--- Reading passage ---

The Eiffel Tower series of Robert Delaunay (1885 – 1941) is a cycle of paintings and drawings of the Eiffel Tower. Its main sequence was created between 1909 and 1912, with additional works added up to 1928. The series is considered the most prominent art depicting the iconic Paris tower as well as the most prominent work of Delaunay.

The series was painted in an emerging Orphist style, an art movement co-founded by Robert and Sonia Delaunay and František Kupka that added bright colors and increased abstraction to Cubism. The Eiffel Tower series sits chronologically and stylistically between the artist's Saint-Séverin series and Windows series.

Eiffel Tower as symbol

Course of style over series

List of works

Legacy
Delaunay's Eiffel Tower series is evoked in architectural paintings of other iconic buildings by his contemporary, the New York artist John Marin, in his Woolworth Building, No. 31 of 1912, and later by the Ontario artist Greg Curnoe's CN Tower series of the 1970s and 1980s.

The 1913 artist's book La prose du Transsibérien et de la Petite Jehanne de France, a collaborative work between Sonia Delaunay and the poet Blaise Cendrars, forms an epic narrative of a Trans-Siberian Railway journey that concludes in Paris at a Simultanist Eiffel Tower. They had announced a plan to sell 150 copies of the book, which would equal in height the Tower itself.

--- Provided entries ---

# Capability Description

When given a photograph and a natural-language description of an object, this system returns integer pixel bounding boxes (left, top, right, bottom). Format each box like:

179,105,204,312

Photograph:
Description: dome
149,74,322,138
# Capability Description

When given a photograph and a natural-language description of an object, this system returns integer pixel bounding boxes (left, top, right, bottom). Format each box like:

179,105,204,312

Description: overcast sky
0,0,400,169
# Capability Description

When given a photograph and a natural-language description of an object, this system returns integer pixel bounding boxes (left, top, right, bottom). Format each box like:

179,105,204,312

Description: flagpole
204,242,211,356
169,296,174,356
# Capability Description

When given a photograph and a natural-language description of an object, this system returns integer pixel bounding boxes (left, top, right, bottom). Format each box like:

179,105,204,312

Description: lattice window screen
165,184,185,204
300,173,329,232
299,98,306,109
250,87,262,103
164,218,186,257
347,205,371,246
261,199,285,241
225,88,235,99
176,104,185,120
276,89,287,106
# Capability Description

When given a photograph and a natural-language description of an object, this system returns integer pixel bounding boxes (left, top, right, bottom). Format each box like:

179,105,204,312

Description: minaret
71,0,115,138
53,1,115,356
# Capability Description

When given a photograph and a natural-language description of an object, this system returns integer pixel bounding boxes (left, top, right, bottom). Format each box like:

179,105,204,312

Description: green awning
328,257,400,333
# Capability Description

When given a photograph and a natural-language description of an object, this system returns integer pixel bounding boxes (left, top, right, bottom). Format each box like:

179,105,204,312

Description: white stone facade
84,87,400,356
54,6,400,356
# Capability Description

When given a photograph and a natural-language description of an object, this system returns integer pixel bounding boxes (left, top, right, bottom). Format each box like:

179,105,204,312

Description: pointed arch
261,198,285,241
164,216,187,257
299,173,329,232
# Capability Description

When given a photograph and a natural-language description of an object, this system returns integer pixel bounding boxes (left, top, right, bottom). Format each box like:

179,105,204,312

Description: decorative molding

---

The tasks ▸
a. From the passage on Delaunay's Eiffel Tower series, extract the exact span that starts with "Course of style" and continues through "1970s and 1980s.".
b. Copy the records verbatim from their first line through the line with "0,0,400,169", including both of those lines.

Results for each task ▸
a.
Course of style over series

List of works

Legacy
Delaunay's Eiffel Tower series is evoked in architectural paintings of other iconic buildings by his contemporary, the New York artist John Marin, in his Woolworth Building, No. 31 of 1912, and later by the Ontario artist Greg Curnoe's CN Tower series of the 1970s and 1980s.

b.
# Capability Description

When given a photograph and a natural-language description of an object, this system returns integer pixel bounding boxes (left, top, right, bottom). Format each box like:

179,105,204,312

Photograph:
Description: dome
149,74,322,138
# Capability Description

When given a photograph and a natural-language description of an object, this system returns integer pixel bounding boxes (left, top, right, bottom). Format each box like:

179,105,204,312

Description: overcast sky
0,0,400,169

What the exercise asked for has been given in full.